[Excerpts of labeled region data]
^^^^^^^^^^^^^^^^
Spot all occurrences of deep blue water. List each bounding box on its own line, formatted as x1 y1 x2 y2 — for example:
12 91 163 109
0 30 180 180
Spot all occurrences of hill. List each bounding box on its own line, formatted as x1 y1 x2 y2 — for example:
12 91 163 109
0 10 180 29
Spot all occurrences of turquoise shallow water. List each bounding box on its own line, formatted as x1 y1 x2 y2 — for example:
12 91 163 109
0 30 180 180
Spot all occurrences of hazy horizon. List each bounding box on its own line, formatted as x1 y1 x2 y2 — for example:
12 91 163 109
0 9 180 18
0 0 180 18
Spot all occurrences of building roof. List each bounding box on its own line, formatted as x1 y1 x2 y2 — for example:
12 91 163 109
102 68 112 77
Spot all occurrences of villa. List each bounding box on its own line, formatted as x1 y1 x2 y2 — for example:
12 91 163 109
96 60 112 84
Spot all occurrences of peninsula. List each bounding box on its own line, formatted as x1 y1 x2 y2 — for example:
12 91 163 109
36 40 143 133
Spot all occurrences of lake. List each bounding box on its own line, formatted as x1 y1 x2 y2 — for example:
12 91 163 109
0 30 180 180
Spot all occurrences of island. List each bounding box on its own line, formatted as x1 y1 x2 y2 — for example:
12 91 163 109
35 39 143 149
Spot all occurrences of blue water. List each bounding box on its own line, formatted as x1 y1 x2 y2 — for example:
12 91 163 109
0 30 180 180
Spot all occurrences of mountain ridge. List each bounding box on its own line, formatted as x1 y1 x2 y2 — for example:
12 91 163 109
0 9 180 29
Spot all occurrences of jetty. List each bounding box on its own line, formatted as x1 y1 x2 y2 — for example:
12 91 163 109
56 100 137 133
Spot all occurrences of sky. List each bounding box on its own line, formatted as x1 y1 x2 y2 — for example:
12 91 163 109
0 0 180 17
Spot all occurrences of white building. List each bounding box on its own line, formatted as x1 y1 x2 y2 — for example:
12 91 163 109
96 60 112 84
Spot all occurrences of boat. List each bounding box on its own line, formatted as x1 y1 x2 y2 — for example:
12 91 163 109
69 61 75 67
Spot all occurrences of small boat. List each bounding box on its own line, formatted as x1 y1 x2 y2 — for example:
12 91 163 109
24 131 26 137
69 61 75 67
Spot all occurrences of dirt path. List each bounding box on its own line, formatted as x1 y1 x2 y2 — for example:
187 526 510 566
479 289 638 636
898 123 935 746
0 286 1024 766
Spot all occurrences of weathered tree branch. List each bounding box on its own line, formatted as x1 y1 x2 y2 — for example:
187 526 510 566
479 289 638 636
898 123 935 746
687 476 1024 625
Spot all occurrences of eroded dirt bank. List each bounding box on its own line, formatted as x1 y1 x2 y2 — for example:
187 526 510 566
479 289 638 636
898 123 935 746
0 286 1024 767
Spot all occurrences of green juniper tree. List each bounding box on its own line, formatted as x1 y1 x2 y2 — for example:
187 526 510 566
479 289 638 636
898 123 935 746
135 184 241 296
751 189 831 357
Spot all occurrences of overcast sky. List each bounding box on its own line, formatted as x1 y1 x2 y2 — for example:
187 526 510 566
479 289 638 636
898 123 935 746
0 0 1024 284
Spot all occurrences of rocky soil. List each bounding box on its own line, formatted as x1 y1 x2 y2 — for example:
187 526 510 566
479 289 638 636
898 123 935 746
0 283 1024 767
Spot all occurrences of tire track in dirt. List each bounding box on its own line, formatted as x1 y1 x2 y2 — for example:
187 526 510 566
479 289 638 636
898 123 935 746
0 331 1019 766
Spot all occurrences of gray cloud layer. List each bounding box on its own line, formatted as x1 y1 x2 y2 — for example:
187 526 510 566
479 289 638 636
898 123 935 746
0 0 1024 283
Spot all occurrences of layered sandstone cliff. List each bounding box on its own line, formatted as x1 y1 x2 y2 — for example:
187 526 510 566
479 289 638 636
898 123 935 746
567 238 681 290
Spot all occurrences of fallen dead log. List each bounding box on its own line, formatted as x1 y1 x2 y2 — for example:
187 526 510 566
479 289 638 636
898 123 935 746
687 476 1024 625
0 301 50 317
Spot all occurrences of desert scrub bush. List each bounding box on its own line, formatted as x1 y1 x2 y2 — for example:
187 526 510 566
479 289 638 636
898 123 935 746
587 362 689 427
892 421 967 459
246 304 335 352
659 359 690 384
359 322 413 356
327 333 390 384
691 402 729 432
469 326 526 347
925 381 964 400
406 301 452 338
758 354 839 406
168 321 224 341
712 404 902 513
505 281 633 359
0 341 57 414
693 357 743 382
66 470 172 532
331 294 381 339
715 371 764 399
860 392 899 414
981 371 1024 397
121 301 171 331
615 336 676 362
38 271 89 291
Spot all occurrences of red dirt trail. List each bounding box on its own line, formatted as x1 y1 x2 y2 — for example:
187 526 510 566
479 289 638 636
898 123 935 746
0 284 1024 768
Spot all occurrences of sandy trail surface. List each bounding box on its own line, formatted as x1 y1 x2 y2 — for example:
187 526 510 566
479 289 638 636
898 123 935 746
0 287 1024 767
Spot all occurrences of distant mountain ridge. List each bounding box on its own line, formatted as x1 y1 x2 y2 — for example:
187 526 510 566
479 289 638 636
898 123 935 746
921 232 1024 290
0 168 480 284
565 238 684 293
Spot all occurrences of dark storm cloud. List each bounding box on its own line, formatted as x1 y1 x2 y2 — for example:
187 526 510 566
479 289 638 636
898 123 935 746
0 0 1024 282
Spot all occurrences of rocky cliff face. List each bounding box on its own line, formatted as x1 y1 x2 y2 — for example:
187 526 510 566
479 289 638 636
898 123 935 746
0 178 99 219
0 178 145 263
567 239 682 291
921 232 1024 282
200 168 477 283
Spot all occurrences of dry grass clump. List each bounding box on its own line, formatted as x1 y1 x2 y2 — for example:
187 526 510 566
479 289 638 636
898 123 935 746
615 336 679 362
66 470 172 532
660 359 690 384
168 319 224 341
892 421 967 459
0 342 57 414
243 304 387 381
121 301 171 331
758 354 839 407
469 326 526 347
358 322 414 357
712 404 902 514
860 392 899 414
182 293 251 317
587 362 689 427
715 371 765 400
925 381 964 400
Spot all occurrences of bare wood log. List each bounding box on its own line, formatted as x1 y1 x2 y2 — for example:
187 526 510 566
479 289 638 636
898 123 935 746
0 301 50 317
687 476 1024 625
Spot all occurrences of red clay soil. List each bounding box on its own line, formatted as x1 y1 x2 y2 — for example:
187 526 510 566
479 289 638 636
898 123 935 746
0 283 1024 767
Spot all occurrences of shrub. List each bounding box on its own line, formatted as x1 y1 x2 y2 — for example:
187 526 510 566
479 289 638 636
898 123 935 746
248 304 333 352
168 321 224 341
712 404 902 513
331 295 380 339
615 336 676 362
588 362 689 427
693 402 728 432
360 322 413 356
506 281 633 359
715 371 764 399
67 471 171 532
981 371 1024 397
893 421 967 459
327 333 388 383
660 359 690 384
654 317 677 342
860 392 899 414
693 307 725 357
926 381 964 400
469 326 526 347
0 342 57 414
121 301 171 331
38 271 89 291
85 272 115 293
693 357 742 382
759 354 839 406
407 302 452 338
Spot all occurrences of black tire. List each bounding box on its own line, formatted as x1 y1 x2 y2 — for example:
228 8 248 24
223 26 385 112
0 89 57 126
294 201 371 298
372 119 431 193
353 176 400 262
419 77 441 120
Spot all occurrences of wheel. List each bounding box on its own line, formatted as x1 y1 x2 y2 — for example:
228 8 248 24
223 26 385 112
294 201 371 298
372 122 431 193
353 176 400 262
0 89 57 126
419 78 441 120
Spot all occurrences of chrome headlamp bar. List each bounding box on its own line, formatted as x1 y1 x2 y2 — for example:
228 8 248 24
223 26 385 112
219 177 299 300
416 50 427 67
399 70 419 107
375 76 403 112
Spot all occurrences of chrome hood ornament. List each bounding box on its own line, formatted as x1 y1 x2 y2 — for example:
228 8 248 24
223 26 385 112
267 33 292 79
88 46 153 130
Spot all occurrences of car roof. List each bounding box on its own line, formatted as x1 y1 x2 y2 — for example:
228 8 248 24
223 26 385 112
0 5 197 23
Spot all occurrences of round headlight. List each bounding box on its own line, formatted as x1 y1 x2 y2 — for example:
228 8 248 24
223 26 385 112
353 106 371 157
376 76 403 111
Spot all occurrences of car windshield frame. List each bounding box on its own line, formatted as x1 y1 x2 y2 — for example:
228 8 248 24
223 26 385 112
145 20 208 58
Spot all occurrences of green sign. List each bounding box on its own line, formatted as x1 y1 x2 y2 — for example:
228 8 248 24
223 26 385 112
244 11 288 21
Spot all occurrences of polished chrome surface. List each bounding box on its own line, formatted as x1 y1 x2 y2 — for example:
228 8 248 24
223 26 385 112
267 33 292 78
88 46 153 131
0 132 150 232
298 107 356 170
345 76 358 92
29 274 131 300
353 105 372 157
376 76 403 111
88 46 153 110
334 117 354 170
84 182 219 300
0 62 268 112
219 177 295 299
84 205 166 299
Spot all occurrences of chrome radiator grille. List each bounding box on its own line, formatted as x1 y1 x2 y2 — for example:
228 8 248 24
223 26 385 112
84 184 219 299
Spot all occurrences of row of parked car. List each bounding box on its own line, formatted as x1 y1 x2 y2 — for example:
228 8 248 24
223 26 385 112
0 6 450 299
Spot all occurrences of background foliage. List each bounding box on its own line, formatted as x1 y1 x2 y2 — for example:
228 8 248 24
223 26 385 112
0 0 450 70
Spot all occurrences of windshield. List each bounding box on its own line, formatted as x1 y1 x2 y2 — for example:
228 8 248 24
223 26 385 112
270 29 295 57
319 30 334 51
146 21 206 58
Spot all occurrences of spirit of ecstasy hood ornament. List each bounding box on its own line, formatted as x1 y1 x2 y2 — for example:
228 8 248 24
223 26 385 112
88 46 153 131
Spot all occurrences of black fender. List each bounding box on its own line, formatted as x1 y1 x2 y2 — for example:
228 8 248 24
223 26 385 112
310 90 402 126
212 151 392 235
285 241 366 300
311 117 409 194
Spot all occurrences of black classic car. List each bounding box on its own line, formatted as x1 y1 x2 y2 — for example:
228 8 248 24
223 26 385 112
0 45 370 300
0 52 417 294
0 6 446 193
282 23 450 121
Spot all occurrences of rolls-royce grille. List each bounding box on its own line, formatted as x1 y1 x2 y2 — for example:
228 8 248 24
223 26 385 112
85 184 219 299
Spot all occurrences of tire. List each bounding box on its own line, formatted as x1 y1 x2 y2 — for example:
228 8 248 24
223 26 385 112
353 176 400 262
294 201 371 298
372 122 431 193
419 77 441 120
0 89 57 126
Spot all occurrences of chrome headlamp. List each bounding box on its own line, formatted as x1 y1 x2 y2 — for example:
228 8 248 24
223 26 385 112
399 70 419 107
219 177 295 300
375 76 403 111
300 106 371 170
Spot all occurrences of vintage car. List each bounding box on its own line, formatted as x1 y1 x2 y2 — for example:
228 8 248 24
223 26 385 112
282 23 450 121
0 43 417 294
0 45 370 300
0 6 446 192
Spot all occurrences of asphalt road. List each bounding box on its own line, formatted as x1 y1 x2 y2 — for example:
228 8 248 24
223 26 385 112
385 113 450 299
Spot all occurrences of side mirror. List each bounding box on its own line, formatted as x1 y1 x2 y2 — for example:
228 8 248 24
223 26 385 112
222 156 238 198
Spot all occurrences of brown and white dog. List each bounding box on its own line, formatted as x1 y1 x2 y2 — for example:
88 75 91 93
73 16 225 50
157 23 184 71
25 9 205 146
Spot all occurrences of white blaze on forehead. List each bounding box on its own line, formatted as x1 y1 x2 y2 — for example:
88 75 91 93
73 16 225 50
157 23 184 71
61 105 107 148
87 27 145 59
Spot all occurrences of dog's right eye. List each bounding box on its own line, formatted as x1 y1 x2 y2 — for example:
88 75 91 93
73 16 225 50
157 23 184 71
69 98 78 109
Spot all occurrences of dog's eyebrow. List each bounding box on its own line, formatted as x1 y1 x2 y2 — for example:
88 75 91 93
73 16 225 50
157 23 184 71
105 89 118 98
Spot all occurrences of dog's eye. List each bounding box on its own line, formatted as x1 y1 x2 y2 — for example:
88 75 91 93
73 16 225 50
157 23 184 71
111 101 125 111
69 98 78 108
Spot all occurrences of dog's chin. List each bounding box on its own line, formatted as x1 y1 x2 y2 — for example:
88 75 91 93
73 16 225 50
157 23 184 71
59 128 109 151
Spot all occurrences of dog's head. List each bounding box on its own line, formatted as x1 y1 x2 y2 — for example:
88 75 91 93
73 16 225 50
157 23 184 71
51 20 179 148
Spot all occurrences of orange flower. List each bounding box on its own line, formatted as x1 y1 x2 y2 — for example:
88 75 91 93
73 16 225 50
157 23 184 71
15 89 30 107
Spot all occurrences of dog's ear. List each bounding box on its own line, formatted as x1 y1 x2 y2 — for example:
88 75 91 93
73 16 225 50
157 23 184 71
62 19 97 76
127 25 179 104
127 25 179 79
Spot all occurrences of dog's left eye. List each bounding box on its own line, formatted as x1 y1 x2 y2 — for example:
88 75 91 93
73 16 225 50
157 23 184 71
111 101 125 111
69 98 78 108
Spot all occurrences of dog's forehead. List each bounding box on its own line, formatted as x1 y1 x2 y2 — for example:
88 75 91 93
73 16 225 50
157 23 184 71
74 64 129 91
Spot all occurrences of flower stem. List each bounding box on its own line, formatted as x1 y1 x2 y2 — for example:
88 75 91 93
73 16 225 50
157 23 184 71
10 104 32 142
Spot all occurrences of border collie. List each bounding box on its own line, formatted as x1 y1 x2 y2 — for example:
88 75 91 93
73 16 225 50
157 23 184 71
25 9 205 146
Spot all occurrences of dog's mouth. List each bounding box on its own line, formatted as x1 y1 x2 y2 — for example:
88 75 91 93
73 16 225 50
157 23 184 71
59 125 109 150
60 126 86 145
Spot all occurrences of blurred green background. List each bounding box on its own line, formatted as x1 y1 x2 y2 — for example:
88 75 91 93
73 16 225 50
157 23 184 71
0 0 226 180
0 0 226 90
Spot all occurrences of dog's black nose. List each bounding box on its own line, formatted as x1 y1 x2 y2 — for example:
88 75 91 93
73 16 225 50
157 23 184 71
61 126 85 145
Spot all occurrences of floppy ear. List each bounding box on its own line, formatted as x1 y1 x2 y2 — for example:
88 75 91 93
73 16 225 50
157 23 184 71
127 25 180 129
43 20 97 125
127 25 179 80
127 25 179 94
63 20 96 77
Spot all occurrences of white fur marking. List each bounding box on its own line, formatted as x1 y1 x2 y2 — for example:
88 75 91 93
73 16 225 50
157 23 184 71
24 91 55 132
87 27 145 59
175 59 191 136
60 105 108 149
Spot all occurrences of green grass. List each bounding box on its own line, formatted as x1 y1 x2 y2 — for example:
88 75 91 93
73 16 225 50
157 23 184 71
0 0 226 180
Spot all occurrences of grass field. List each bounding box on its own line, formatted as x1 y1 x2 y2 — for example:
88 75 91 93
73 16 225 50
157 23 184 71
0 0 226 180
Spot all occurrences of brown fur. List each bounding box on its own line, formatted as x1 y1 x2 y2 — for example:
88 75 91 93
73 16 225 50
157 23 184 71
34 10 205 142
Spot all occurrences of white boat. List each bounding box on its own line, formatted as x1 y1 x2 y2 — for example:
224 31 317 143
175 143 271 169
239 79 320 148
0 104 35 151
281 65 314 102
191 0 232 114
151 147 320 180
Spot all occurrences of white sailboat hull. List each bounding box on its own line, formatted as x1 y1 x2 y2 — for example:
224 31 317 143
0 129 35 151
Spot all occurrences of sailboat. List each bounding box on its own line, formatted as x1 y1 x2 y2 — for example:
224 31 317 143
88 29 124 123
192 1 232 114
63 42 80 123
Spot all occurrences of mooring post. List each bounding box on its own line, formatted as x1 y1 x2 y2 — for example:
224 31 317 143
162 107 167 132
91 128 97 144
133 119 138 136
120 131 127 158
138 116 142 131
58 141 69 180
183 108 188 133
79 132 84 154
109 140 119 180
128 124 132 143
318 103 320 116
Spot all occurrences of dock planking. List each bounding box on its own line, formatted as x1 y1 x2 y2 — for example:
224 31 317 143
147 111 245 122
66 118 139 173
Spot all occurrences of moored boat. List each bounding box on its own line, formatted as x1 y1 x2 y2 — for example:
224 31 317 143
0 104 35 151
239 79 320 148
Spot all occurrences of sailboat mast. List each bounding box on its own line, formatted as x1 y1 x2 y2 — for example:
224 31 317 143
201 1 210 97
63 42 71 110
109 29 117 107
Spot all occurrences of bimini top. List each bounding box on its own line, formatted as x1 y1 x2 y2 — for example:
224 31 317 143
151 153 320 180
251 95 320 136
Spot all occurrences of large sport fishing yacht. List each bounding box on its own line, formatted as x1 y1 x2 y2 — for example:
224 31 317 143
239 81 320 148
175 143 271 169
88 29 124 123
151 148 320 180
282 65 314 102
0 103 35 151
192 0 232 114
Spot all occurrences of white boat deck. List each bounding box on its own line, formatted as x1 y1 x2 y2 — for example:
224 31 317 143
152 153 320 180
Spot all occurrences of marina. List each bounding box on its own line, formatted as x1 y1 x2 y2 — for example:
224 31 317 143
^^^^^^^^^^^^^^^^
## Work to be completed
Reproduce the lines between the one containing "Spot all occurrences of dog's chin." and the one containing "127 25 179 79", inclusive. In those lines, substitute "box" for each "bounding box" and make no other change.

## Task result
Spot all occurrences of dog's chin. List each box on its own line, formatted as x1 y1 x2 y2 — for example:
88 75 91 93
73 16 225 50
157 23 184 71
59 128 109 151
Spot all occurrences of dog's head. List each box on its own line, formatted as x1 y1 x2 y2 — for example:
88 75 91 93
73 16 225 50
157 23 184 71
51 20 179 148
Spot all occurrences of orange flower. List each box on its own line, formatted as x1 y1 x2 y2 — for example:
88 75 91 93
73 16 225 50
157 23 184 71
15 89 30 107
Spot all occurrences of dog's ear. List each box on its own line, formatted as x1 y1 x2 y2 — for example:
88 75 91 93
73 16 225 50
157 23 184 71
62 19 97 76
127 25 179 104
127 25 179 79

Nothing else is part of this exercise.